■ WORK ORDER
Having read the entries, repeat all of them exactly.

>>>>>

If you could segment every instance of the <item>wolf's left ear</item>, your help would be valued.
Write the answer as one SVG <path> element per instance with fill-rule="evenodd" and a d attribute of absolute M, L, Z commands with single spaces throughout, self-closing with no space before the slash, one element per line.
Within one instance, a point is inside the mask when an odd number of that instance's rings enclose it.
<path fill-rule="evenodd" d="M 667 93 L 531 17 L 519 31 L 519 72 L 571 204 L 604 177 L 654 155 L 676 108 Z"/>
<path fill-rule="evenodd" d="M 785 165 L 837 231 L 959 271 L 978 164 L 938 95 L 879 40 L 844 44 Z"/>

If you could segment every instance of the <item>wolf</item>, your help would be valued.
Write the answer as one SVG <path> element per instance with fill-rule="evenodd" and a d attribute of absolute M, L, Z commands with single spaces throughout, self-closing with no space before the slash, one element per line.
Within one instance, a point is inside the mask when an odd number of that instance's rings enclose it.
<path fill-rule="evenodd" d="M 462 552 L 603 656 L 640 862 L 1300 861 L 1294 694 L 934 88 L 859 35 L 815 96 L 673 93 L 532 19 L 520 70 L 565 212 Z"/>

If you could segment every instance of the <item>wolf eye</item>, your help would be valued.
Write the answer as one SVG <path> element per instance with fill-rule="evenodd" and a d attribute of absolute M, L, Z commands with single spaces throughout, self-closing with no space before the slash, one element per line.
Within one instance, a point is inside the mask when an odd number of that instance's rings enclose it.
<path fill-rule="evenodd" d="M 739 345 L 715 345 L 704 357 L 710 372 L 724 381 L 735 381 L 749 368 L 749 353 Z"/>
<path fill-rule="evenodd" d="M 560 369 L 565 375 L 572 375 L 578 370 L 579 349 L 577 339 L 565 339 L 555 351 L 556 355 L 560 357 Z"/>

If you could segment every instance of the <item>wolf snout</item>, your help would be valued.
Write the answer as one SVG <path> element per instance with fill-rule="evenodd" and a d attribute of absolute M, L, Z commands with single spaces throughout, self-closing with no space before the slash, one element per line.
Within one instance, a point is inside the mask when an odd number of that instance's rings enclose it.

<<<<<

■ FINAL ANSWER
If you could segment every instance of the <item>wolf's left ear</item>, your help would be valued.
Write the answer as one SVG <path> element per instance with fill-rule="evenodd" and a d attribute of absolute M, L, Z commands with single spaces throughout, self-closing with no space before the slash, one element per line.
Within one instance, a point is inside the mask when an odd number of that instance's rings enclose it.
<path fill-rule="evenodd" d="M 667 93 L 531 17 L 519 31 L 519 72 L 571 204 L 604 177 L 654 155 L 676 108 Z"/>
<path fill-rule="evenodd" d="M 785 165 L 837 231 L 959 271 L 978 164 L 938 95 L 879 40 L 844 44 Z"/>

If you could segment every instance of the <item>wolf</item>, your help would be valued.
Write the answer as one SVG <path> element per instance with fill-rule="evenodd" and a d attribute of absolute M, L, Z commands with single spaces throughout, self-closing with no space before the slash, one element per line.
Within one instance, a point is inside the mask when an odd number of that instance's rings enclose it.
<path fill-rule="evenodd" d="M 462 552 L 603 656 L 640 862 L 1300 861 L 1294 694 L 934 88 L 859 35 L 815 96 L 673 93 L 532 19 L 520 70 L 565 212 Z"/>

If you could segment every instance of the <item>wolf eye</item>, your help would be valued.
Write the answer as one SVG <path> element per instance with fill-rule="evenodd" and a d attribute of absolute M, L, Z commands with single spaces throughout, self-closing with no space before the slash, one element per line.
Within one instance, a point is inside the mask when an odd number of that instance's rings enclose it.
<path fill-rule="evenodd" d="M 739 345 L 715 345 L 704 357 L 710 372 L 724 381 L 735 381 L 749 368 L 749 353 Z"/>
<path fill-rule="evenodd" d="M 560 369 L 565 375 L 572 375 L 578 370 L 579 349 L 577 339 L 565 339 L 555 351 L 556 355 L 560 357 Z"/>

If you could segment every instance of the <item>wolf snout</item>, your help would be valued.
Write the answer as one SVG <path> element per instance with fill-rule="evenodd" and a d attribute of absolute M, L, Z commands with single spaces throughout, self-closing with no space before the slash, one element per line.
Within one instance, a point is inside the mask when an odd number of that instance's rings enclose it.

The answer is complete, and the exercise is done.